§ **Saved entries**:

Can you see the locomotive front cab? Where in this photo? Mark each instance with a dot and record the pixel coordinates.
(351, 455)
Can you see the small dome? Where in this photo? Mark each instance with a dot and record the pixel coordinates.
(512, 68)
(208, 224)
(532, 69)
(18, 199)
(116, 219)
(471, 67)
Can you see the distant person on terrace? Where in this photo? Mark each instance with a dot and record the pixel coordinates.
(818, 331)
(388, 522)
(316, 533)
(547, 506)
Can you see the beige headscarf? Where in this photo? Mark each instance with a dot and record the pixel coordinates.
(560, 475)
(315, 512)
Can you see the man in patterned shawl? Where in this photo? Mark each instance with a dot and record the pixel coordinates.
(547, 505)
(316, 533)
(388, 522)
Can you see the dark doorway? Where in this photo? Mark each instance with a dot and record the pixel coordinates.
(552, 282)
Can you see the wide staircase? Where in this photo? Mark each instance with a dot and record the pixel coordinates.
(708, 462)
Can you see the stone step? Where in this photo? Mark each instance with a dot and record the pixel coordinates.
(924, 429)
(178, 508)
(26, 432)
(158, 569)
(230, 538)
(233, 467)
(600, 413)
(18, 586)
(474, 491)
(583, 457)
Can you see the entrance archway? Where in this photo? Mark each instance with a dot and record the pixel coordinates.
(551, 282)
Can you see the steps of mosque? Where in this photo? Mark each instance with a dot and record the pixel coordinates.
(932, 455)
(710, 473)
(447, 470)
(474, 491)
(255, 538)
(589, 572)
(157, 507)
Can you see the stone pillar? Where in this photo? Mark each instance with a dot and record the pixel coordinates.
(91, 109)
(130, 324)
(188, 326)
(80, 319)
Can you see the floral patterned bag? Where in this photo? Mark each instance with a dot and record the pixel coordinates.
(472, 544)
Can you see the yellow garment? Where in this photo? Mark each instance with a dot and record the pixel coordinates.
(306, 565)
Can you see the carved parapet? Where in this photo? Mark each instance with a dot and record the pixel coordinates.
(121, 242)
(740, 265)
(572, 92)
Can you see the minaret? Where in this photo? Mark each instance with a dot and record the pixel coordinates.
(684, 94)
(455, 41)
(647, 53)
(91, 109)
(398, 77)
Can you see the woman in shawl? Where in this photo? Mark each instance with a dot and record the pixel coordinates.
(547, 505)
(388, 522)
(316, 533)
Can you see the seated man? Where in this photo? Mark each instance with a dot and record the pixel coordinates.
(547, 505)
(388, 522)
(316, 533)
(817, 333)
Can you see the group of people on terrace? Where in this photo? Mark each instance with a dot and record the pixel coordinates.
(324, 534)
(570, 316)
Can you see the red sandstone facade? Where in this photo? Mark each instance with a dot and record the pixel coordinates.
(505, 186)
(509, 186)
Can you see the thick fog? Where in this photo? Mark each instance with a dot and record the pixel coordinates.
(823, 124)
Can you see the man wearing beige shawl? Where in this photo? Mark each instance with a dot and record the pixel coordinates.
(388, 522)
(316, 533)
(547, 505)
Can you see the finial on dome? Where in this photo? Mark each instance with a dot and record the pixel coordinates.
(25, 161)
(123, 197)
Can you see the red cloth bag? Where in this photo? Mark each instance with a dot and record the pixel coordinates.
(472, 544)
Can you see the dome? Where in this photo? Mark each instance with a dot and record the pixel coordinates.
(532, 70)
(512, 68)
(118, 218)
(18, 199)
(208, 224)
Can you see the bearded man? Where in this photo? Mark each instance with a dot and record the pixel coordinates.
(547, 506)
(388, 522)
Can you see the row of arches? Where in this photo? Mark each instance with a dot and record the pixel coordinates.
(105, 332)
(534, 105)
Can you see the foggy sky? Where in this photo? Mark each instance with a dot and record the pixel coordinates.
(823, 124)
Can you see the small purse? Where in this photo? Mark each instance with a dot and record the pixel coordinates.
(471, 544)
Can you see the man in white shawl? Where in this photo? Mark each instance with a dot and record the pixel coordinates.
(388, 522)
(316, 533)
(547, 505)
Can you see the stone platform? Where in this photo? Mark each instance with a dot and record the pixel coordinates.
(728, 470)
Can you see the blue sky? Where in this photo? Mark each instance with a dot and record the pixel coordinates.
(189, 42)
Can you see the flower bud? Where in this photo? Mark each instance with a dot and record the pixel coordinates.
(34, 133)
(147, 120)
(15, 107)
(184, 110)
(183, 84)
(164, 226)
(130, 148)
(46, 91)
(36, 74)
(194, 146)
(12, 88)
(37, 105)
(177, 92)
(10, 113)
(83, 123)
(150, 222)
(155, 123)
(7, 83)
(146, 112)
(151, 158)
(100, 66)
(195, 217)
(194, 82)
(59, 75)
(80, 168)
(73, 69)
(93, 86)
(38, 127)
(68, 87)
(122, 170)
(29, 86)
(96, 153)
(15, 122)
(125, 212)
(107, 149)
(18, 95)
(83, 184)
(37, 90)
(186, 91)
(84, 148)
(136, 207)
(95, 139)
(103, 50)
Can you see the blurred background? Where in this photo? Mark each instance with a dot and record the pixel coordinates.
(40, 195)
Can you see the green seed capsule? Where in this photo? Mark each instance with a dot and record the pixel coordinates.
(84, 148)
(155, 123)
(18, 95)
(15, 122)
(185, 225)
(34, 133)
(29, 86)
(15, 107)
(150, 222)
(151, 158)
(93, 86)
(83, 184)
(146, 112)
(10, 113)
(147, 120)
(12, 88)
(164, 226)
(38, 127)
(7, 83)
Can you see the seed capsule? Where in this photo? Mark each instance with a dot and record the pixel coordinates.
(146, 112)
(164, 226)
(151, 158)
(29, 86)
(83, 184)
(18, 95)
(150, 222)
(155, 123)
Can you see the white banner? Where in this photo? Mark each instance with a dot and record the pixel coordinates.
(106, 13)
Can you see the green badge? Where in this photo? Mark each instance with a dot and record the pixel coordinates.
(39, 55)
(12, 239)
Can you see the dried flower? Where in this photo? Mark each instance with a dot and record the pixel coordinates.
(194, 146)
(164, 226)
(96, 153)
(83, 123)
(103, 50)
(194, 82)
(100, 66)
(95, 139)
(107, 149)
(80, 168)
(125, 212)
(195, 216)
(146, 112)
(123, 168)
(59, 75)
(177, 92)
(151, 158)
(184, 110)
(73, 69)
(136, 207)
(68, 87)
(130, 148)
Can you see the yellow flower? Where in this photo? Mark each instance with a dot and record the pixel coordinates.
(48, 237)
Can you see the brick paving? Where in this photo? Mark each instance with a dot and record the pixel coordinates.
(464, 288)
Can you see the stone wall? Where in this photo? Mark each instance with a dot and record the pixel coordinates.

§ **Exercise**:
Transcribe every record. Match each line exactly.

§ **Solution below**:
Can you see the locomotive front cab? Where in this photo? Mark each instance with a dot and record the pixel coordinates.
(351, 455)
Can you see the small dome? Where in this photo? Mark each instance with a dot and record the pixel coordinates.
(512, 68)
(208, 224)
(532, 69)
(18, 199)
(116, 219)
(471, 67)
Can you see the distant person on terrace? Where in this photo? Mark each instance with a dot and record the pixel coordinates.
(818, 331)
(388, 522)
(316, 533)
(547, 506)
Can you see the beige headscarf? Where in this photo? Mark each instance with a dot and record the pixel coordinates.
(560, 475)
(315, 512)
Can you see the man in patterned shawl? Where in this photo? Mark each instance with a dot and record the pixel coordinates.
(547, 505)
(316, 533)
(388, 522)
Can you see the dark doorway? Where in this photo? Mark each instance with a dot and record the pixel coordinates.
(552, 282)
Can you see the wide staircase? Where in this photo? Mark each instance with a dot and record the pixel coordinates.
(708, 462)
Can you see the stone step? Where in this photo? Mark each instance with a dot and record the pixel coordinates.
(924, 429)
(178, 508)
(26, 432)
(158, 569)
(230, 538)
(233, 467)
(600, 413)
(18, 586)
(474, 491)
(583, 457)
Can you see the entrance archway? Where in this photo? Mark each instance with a dot and record the pixel coordinates.
(551, 282)
Can you see the steps of mosque? Where in this photo? Mark each instance with a dot and record the pixel coordinates.
(932, 455)
(710, 473)
(447, 470)
(474, 491)
(255, 538)
(589, 572)
(157, 507)
Can you see the stone pillar? Where in this photo? Mark each instance with a dot and record the pixel coordinates.
(91, 109)
(130, 324)
(188, 326)
(80, 319)
Can you see the floral patterned bag? Where in this photo? Mark each instance with a dot and record the pixel coordinates.
(472, 544)
Can you see the yellow garment? Where in this photo? Mark each instance with a dot and record the pixel coordinates.
(306, 565)
Can you see the carved parapet? Where in this photo? Mark each instance with a dot and record the pixel coordinates.
(121, 242)
(740, 265)
(572, 92)
Can you see the minaret? Where in this photo? Mark each instance with a dot and record the pixel coordinates.
(684, 94)
(455, 41)
(647, 53)
(91, 109)
(398, 77)
Can you see the woman in shawl? Where in this photo? Mark each instance with a dot and record the pixel coordinates.
(547, 505)
(388, 522)
(316, 533)
Can you see the seated man? Where in this photo? Mark each instance with a dot and record the pixel coordinates.
(547, 505)
(388, 522)
(316, 533)
(817, 333)
Can you see the group of people on terrace? Where in this photo? Mark each instance with a dot and record the pixel coordinates.
(324, 534)
(570, 316)
Can you see the red sandstone facade? Where in this photo? Mark each instance with a dot and record the pixel coordinates.
(505, 186)
(509, 186)
Can you see the thick fog? Where in this photo? Mark each instance with a dot and record the pixel coordinates.
(823, 124)
Can you see the man wearing beige shawl? Where in this photo? Mark each instance with a dot and record the pixel coordinates.
(388, 522)
(316, 533)
(547, 505)
Can you see the finial on dome? Where in this photo? Mark each instance with a dot and record the pixel coordinates.
(25, 161)
(123, 197)
Can you see the red cloth bag? Where in this photo? Mark each instance with a dot and record the pixel coordinates.
(472, 544)
Can you see the dome? Where in this photo? Mark each instance with a dot and record the pixel coordinates.
(532, 70)
(512, 68)
(118, 218)
(18, 199)
(208, 224)
Can you see the bearded man? Where in this photo? Mark each instance with a dot and record the pixel coordinates.
(547, 506)
(388, 522)
Can you see the row of arches? Where in this photo? Mark each instance with a dot and record the pixel coordinates.
(105, 332)
(534, 105)
Can you see the foggy sky? Where in this photo? Mark each instance with a dot and record the pixel coordinates.
(823, 124)
Can you see the small purse? Where in this photo? Mark each instance with a dot and record the pixel coordinates.
(471, 544)
Can you see the man in white shawl? Where in this photo? Mark each instance with a dot and record the pixel coordinates.
(388, 522)
(316, 533)
(547, 505)
Can you see the stone platform? Where in this photo? Mark each instance with a dot and record the pixel coordinates.
(728, 470)
Can you see the blue sky? Where in this photo? Mark each instance with a dot and record the pixel coordinates.
(189, 42)
Can you see the flower bud? Where in this photo? Mark each instance with a dot and record the pixel coordinates.
(34, 133)
(147, 120)
(15, 107)
(184, 110)
(183, 84)
(164, 226)
(130, 148)
(46, 91)
(36, 74)
(194, 146)
(12, 88)
(37, 105)
(177, 92)
(10, 113)
(83, 123)
(150, 222)
(155, 123)
(7, 83)
(146, 112)
(151, 158)
(100, 66)
(195, 217)
(194, 82)
(59, 75)
(80, 168)
(73, 69)
(93, 86)
(38, 127)
(68, 87)
(122, 170)
(29, 86)
(96, 153)
(15, 122)
(125, 212)
(107, 149)
(18, 95)
(83, 184)
(37, 90)
(186, 91)
(84, 148)
(136, 207)
(95, 139)
(103, 50)
Can you see the blurred background? Where in this photo? Mark each instance with a dot and record the pixel coordinates.
(40, 195)
Can you see the green seed capsule? Where in this photo? Mark each instance with a dot and record the pixel coordinates.
(84, 148)
(155, 123)
(18, 95)
(15, 122)
(185, 225)
(34, 133)
(29, 86)
(15, 107)
(150, 222)
(151, 158)
(93, 86)
(83, 184)
(146, 112)
(10, 113)
(147, 120)
(12, 88)
(164, 226)
(38, 127)
(7, 83)
Can you see the seed capsule? Where in this photo? Mark each instance with a dot and record the pixel coordinates.
(146, 112)
(164, 226)
(151, 158)
(29, 86)
(83, 184)
(18, 95)
(150, 222)
(155, 123)
Can you see the white banner? Where in this photo? Mark each instance with a dot and record the pixel coordinates.
(106, 13)
Can you see the green badge? Where in this photo? Mark each instance with a dot and record the pixel coordinates.
(39, 55)
(12, 239)
Can you see the dried flower? Where in this photo? Mark each instance with a dot and record the pixel coordinates.
(194, 146)
(164, 226)
(96, 153)
(83, 123)
(103, 50)
(194, 82)
(100, 66)
(95, 139)
(107, 149)
(80, 168)
(125, 212)
(195, 216)
(146, 112)
(123, 168)
(59, 75)
(177, 92)
(151, 158)
(184, 110)
(73, 69)
(136, 207)
(68, 87)
(130, 148)
Can you see the yellow flower? Where in this photo? Mark each instance with a dot and record the pixel coordinates.
(48, 237)
Can you see the brick paving? Where in this photo? Mark each instance with a dot and record the pixel coordinates.
(464, 288)
Can you see the stone wall? Where in this photo? Mark each instance with a dot and record the pixel coordinates.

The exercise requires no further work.